* What this task involves:
Among the records, how many lines carry the string "below"? Give that number with nothing added.

Image-grounded pointing data

________________

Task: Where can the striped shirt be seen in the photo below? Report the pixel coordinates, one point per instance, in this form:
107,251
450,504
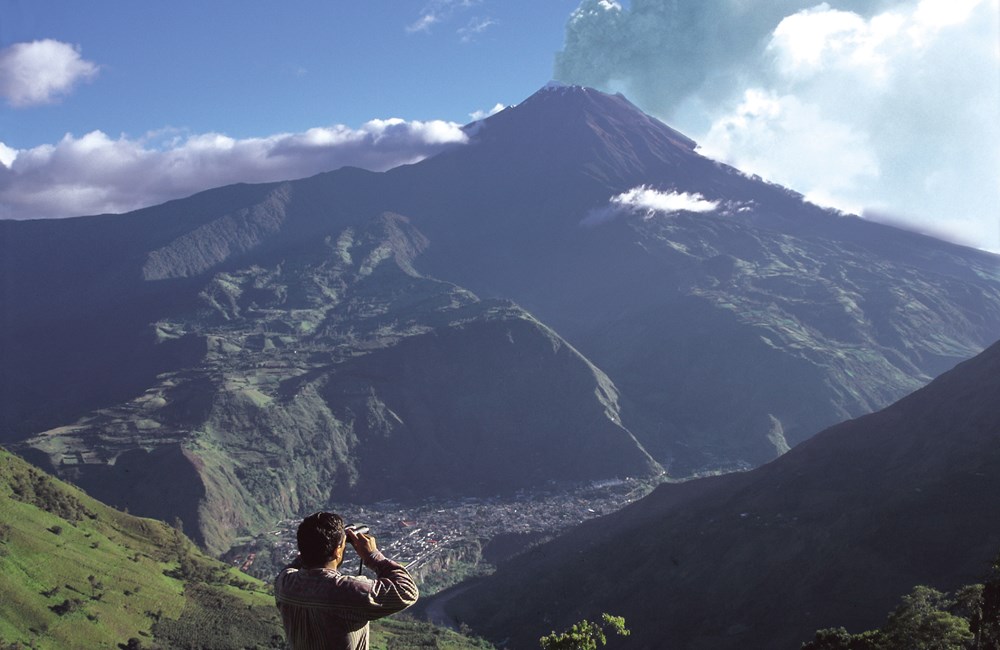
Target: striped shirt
323,609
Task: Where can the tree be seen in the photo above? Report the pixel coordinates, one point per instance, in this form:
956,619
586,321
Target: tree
585,635
840,639
922,622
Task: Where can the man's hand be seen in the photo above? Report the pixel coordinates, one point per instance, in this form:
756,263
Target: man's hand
364,543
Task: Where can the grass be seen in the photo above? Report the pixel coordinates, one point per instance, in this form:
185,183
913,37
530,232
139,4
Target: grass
75,573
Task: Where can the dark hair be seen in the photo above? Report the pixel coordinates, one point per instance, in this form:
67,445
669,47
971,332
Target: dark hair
319,535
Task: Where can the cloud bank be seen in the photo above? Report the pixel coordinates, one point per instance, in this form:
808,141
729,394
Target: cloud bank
876,107
95,174
40,72
649,202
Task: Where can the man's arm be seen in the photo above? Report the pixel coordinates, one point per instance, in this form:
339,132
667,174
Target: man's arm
393,590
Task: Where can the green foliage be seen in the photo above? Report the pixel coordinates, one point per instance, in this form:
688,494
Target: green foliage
927,619
38,489
585,635
404,633
923,621
217,618
75,573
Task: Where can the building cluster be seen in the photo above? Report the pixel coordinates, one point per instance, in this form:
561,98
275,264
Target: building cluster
413,533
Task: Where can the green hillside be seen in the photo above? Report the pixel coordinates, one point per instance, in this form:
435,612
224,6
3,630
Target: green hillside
75,573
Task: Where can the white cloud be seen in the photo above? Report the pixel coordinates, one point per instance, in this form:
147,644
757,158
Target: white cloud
40,72
649,202
474,27
896,113
95,173
423,24
884,107
475,116
437,11
785,140
7,155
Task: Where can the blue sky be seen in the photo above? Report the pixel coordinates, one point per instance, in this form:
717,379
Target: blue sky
885,108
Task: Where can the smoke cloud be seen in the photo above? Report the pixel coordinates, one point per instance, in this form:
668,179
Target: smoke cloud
875,107
648,202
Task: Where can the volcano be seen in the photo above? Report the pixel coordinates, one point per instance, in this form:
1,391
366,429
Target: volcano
575,293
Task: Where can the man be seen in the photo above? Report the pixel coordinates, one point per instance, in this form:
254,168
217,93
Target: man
323,608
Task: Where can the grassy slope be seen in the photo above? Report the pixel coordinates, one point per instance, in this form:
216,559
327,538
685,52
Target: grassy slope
107,573
76,573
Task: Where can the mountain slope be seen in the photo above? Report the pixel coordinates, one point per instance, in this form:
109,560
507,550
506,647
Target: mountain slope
790,316
75,573
335,371
261,341
832,533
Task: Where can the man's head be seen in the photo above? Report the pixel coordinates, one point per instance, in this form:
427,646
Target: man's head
321,538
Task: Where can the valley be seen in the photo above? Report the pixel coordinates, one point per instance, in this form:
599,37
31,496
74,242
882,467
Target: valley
435,537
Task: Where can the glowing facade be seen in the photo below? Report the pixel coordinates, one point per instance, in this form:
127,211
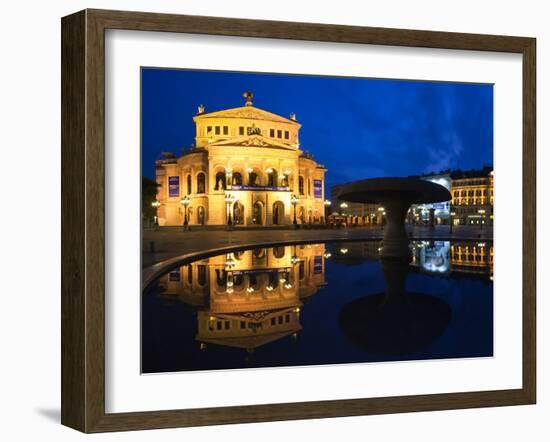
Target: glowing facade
244,168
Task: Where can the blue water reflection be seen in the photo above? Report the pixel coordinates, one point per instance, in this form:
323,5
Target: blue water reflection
320,304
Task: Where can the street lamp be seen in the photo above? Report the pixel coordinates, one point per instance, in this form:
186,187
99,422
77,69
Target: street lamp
294,201
451,216
156,205
185,201
481,218
327,209
382,213
229,200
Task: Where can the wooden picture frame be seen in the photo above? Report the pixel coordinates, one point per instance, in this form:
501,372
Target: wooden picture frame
83,220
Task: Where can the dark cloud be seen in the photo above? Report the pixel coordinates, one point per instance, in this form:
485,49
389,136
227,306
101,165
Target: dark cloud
358,128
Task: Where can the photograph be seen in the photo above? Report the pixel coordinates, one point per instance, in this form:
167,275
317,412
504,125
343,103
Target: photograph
304,220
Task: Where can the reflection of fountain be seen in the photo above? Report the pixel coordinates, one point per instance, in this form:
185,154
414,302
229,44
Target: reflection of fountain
395,322
396,195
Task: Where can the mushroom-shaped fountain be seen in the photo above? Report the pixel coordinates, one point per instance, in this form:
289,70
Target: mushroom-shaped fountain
396,196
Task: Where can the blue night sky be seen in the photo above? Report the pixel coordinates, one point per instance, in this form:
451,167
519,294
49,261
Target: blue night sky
358,128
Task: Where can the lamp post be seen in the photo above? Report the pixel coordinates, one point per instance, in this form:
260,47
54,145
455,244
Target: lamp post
185,201
481,218
343,207
229,200
327,210
156,205
451,220
294,201
381,210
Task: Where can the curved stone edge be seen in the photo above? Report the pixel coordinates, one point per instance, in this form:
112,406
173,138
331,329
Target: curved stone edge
149,274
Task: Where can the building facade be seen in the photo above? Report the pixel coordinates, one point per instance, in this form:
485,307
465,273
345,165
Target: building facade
244,169
472,203
472,197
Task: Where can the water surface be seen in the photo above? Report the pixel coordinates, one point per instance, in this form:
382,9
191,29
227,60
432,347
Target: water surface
315,304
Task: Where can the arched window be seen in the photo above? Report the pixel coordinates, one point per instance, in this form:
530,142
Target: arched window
279,252
253,179
272,178
284,181
202,275
201,183
237,179
221,277
220,181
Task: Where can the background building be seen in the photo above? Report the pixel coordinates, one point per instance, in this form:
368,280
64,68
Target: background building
472,197
433,213
245,166
358,214
471,204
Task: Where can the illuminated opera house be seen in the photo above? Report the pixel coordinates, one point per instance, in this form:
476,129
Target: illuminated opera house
246,168
248,299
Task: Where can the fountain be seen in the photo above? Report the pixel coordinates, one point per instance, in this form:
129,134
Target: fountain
396,196
396,323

________________

* Solved exercise:
2